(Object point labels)
■ ■ ■ ■ ■
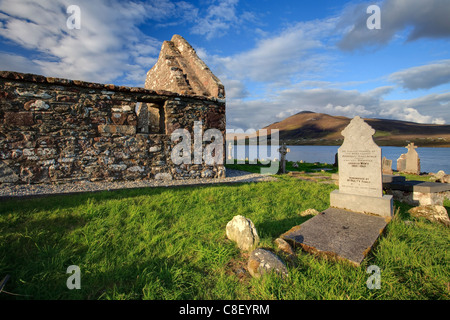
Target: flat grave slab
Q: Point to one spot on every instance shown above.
(338, 234)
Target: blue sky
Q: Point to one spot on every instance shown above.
(275, 58)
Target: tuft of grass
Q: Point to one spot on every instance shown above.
(170, 243)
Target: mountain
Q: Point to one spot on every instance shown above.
(310, 128)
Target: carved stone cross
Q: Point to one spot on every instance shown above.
(283, 151)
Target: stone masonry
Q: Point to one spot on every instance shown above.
(58, 130)
(180, 70)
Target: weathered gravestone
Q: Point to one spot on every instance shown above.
(359, 211)
(283, 152)
(360, 175)
(409, 162)
(387, 166)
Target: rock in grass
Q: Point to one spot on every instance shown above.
(284, 246)
(262, 261)
(308, 212)
(243, 232)
(433, 213)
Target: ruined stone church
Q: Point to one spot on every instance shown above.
(56, 130)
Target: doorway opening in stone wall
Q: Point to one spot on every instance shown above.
(151, 117)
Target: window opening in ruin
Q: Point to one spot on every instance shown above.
(150, 117)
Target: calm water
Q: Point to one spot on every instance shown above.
(431, 159)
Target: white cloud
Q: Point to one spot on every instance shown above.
(219, 17)
(421, 19)
(108, 46)
(423, 77)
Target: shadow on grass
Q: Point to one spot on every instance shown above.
(65, 201)
(274, 228)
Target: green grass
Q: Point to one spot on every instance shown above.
(161, 243)
(306, 167)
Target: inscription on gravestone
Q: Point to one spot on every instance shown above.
(360, 174)
(360, 161)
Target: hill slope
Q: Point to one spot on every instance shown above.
(309, 128)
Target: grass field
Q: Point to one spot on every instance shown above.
(170, 243)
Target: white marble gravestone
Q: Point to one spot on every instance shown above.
(360, 173)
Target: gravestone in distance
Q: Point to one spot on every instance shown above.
(360, 173)
(387, 166)
(283, 152)
(412, 159)
(409, 162)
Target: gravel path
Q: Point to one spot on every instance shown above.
(13, 191)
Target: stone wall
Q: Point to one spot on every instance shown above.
(58, 130)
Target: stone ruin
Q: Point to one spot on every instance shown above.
(59, 130)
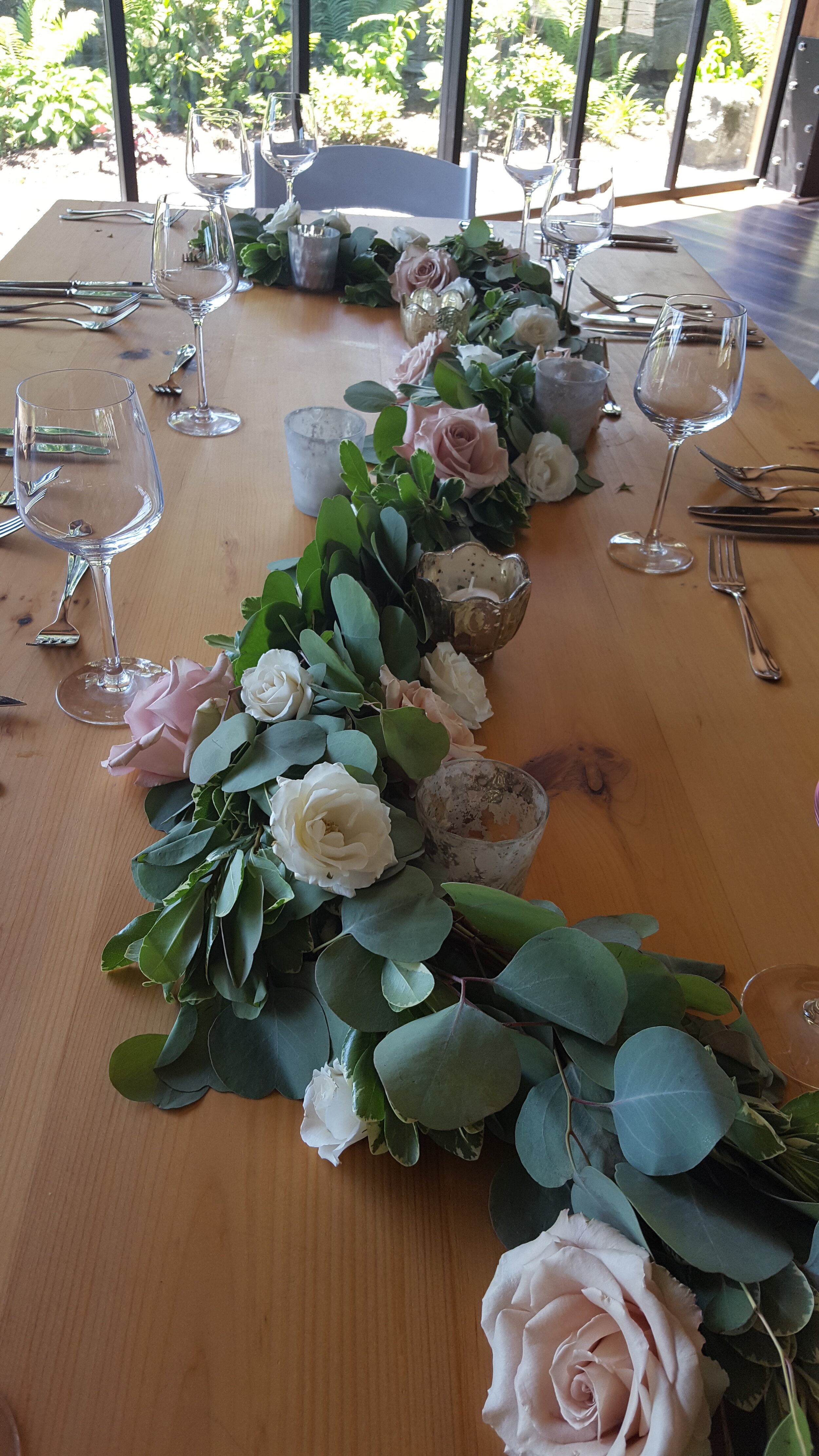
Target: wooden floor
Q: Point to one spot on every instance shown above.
(769, 260)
■ ■ ■ ■ ■
◆ **Exercise instructions**
Rewrite the rows from the line with "Target: gravestone in distance" through the end of the rows, changing "gravel path" to "dirt path" and keeping everything else the same. Omit the pictures from your answer.

◆ **Task result**
Target: gravestone in distance
Q: Point to one spot on every instance shown above.
(360, 173)
(387, 166)
(283, 152)
(412, 159)
(409, 162)
Target: dirt path
Q: Point to one spot on every instance shown above.
(13, 191)
Target: stone wall
Q: Point to one spot on every instance shown above.
(58, 130)
Target: stone ruin
Q: Point to one spot on every instance shown above.
(59, 130)
Target: wooden floor
Q: Point to one spot on every instance shown above.
(769, 260)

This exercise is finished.